Pick out each line in the items below that contains the word "stone", and copy those lines.

[start of RECORDS SUPPLIED]

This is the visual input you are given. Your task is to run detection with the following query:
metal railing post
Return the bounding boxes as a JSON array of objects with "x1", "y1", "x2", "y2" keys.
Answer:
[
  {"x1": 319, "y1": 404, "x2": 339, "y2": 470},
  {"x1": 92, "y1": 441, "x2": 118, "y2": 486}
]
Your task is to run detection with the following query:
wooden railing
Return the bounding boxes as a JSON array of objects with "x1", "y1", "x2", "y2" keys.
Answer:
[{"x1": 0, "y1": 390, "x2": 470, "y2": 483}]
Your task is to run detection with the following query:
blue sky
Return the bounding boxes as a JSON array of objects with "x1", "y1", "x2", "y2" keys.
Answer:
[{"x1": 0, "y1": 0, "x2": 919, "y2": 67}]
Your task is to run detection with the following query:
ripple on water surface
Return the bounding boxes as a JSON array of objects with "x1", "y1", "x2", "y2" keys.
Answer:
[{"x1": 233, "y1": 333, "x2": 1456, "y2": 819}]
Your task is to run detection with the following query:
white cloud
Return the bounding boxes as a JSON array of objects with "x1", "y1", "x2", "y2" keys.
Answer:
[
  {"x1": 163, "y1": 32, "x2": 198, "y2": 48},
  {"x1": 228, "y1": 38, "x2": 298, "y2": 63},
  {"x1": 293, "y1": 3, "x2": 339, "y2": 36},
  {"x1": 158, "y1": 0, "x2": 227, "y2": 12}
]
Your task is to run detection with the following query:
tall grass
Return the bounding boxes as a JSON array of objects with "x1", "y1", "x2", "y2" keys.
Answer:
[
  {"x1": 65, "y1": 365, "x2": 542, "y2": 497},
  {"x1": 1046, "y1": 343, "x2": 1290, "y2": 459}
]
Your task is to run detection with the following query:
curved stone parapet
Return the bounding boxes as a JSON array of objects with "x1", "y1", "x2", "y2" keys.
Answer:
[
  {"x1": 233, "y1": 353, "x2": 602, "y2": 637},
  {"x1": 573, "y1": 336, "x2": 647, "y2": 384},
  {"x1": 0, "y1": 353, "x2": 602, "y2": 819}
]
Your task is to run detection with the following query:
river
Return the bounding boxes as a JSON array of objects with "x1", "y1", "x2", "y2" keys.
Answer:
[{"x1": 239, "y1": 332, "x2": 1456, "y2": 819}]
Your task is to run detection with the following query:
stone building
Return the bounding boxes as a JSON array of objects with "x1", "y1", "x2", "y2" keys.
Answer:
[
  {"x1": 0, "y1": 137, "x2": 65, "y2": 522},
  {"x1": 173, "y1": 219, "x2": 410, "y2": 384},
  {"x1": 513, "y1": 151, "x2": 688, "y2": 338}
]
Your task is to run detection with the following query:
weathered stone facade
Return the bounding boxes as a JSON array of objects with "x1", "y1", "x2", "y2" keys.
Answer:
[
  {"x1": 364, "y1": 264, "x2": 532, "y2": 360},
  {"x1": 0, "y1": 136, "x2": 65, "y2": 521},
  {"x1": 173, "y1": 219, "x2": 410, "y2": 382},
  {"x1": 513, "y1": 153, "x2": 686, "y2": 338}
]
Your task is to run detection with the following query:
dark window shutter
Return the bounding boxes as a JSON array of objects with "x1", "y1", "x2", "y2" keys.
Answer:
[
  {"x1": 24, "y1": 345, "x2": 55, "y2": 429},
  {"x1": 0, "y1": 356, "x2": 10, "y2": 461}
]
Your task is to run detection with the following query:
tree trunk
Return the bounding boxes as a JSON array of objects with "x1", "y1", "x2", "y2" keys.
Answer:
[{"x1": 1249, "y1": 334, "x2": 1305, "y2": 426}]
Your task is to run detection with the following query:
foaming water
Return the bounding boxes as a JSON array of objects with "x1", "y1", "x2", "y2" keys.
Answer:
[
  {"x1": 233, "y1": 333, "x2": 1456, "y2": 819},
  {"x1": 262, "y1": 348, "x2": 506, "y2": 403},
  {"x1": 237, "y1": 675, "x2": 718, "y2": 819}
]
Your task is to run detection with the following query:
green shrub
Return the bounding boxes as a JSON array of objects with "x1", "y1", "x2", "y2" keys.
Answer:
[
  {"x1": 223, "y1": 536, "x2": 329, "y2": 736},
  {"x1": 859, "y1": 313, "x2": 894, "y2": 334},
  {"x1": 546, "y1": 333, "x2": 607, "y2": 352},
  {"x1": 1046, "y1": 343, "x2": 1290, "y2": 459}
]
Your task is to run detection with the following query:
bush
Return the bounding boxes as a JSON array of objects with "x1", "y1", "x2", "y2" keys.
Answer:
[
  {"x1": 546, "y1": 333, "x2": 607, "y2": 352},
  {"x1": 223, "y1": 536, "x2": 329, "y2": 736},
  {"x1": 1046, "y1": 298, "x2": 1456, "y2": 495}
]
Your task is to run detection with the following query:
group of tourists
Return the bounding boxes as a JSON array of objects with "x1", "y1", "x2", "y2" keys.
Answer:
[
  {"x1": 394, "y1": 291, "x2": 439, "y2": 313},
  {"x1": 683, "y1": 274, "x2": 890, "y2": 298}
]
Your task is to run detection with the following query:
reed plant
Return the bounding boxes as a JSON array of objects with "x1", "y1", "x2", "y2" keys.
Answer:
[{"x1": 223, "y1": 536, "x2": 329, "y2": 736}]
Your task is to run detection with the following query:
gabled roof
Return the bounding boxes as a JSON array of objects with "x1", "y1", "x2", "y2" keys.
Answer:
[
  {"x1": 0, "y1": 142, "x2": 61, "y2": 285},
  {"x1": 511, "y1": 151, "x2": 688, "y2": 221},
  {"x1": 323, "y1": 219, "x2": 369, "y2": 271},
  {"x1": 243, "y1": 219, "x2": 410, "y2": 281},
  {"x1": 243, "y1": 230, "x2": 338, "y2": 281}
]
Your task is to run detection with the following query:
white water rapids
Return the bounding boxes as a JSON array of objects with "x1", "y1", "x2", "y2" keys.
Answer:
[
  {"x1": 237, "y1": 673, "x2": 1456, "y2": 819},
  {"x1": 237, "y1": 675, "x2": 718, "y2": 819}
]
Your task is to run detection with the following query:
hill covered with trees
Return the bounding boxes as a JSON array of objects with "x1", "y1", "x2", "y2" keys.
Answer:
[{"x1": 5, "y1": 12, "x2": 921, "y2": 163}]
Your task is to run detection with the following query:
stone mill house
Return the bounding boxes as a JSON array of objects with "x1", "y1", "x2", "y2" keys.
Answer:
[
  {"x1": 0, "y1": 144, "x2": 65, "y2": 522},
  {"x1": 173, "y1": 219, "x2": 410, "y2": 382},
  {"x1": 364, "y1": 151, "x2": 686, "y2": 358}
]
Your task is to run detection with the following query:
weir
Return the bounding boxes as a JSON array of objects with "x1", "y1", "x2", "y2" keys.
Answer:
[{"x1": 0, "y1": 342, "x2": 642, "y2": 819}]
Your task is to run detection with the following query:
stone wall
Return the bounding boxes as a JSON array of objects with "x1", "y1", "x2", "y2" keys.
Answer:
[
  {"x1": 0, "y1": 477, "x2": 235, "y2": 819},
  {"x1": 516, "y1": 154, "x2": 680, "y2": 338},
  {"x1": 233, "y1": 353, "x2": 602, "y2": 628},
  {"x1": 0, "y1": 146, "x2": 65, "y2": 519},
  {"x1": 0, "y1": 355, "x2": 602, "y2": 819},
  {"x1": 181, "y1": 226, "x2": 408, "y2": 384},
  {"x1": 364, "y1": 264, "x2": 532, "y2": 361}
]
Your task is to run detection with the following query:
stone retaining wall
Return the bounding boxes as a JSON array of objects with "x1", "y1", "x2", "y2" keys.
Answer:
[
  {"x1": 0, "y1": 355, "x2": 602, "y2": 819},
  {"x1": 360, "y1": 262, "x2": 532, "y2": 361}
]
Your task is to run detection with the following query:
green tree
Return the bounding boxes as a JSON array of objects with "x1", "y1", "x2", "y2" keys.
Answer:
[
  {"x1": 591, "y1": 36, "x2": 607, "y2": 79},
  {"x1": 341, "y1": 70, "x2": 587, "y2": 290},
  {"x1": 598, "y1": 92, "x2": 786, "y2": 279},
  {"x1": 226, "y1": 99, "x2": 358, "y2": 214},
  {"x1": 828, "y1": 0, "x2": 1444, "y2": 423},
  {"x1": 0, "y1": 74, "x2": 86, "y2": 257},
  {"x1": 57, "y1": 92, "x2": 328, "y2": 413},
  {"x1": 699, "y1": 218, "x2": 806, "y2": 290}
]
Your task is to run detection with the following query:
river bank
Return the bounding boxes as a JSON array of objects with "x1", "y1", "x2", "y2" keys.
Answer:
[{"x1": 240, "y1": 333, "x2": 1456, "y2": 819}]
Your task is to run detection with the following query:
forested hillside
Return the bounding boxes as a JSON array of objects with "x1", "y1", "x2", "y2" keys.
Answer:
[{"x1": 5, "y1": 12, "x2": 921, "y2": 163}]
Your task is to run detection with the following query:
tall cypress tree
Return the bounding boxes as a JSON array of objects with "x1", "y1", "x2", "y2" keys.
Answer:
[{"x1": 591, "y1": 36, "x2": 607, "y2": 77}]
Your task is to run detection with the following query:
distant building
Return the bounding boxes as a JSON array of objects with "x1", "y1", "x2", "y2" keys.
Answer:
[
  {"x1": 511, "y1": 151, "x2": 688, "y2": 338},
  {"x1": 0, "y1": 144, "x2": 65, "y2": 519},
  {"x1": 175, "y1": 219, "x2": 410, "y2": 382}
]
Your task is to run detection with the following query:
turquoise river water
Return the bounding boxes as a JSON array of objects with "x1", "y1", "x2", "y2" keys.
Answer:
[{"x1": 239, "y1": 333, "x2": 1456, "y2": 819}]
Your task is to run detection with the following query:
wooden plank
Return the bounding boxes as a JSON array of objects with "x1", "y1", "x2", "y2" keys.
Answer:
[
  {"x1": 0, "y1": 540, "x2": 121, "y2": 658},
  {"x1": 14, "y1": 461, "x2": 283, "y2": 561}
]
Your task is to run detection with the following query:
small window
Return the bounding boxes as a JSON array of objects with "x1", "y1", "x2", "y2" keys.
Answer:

[end of RECORDS SUPPLIED]

— TASK OUTPUT —
curved stone parapet
stone building
weathered stone facade
stone mill house
stone wall
stone retaining wall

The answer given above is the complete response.